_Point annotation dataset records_
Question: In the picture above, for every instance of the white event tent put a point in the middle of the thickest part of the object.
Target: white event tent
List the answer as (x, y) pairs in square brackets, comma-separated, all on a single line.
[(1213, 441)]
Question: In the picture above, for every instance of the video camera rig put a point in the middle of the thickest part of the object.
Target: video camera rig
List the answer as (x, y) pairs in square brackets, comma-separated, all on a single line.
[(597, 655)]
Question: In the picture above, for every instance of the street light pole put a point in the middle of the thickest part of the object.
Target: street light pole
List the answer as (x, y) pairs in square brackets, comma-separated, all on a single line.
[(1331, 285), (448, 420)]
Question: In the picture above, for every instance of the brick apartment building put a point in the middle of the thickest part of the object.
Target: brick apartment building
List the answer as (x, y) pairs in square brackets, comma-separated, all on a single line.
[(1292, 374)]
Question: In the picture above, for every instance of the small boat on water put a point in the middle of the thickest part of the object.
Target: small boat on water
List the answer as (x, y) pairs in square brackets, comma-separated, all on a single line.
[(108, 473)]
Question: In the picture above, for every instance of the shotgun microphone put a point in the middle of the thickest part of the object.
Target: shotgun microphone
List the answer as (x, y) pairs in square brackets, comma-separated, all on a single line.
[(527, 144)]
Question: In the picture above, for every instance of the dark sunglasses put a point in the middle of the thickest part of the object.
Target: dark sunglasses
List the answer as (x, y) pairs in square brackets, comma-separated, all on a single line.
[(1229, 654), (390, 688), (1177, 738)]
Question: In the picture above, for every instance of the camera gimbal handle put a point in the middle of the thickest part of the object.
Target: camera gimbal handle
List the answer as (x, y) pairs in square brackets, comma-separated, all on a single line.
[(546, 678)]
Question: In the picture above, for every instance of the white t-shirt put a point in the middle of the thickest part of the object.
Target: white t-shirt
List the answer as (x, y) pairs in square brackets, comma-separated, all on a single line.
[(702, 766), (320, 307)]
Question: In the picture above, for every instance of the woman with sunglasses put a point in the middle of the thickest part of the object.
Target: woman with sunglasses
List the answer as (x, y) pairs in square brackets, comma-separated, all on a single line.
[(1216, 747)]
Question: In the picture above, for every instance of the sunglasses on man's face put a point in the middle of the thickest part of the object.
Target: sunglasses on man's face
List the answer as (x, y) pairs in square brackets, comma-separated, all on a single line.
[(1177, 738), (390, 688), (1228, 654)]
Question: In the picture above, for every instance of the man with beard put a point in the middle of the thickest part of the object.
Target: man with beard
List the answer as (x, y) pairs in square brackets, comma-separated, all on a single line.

_WRITTEN PROBLEM_
Rewrite every item above with "thickest part" swapped for "widest part", leaving everything else as it stands.

_SOLUTION TO THE PROBLEM_
Question: In the picture above, for every instance of the white event tent put a point in the middle of the widest part of the object.
Target: white event tent
List the answer as (x, y) pairs in square brackets, comma-separated, all on a single line.
[(1213, 441)]
Question: In the picture above, for every instance of the video camera rig put a point in the middle of the widest part of the object.
Target: video camera rig
List the answer as (x, y) pairs in square brackets, comma-separated, all on a single line.
[(597, 655)]
Question: In the picture above, for every instance of the street light pole put a point in the middle of the widest part of the object.
Target: street light pole
List the answer as (x, y) pairs in square brackets, comma-separated, all on a single line.
[(1331, 285), (448, 420)]
Question: In the picture above, for every instance of the brick apartment building put a point in the middle of the widest part of the object.
Target: brick apartment building
List the answer as (x, y) pairs in square brackets, comma-separated, all on a single line.
[(1292, 374)]
Question: In the picture above, for every instance of the small boat on water put a point in the middle of the widest part of the object.
Target: small boat on water
List the answer as (x, y) pairs in square brackets, comma-separated, all on a single line.
[(108, 473)]
Question: In the picture above, for every instance of the shotgun microphone put a point in the middle of the widest part of the object.
Target: shotgun microphone
List the answer as (x, y) pairs in square brackets, comma-separated, all on a single line.
[(527, 144)]
Question: In the picture above, for every instance of the dark sunglasses put a point in the middle of the widest part of the object.
Target: dark sunglasses
List the answer as (x, y) pairs in square brackets, comma-separated, all on a single line.
[(1229, 654), (390, 688), (1177, 738)]
Question: In the picture above, for every instance of the camera gimbal handle put a point in the middle of the widest part of the object.
Target: camera gimbal handle
List the answer as (x, y) pairs in square brackets, comma-separated, all on a single line.
[(546, 678)]
Question: In the picture above, for every instance of the white t-shirt put a point in the middle of the widest part of the object.
Target: white t-shirt
List the answer as (x, y) pairs in square brackets, comma-separated, all on a single line.
[(702, 766), (320, 307)]
Question: In the picture above, for every instance of the woman with sunglasses put a point in the middle of the widest part of the object.
Target: woman with sunglasses
List the answer as (x, y) pairs in square brackets, comma-separated, all on a single line.
[(1216, 747)]
Question: In the picture above, for every instance of the sunglasses on man's face put a point in the middle of the widest part of the object.
Target: sunglasses on man's face
List the answer as (x, y) pairs in square brackets, comma-separated, all on a single line.
[(1177, 738), (390, 688), (1228, 654)]
Question: In the picture above, for every instance of the man with beard put a point in the middle of the widest part of the object.
Target: man with beard
List the answer as (x, y) pairs in square brackets, comma-separated, all on a single line.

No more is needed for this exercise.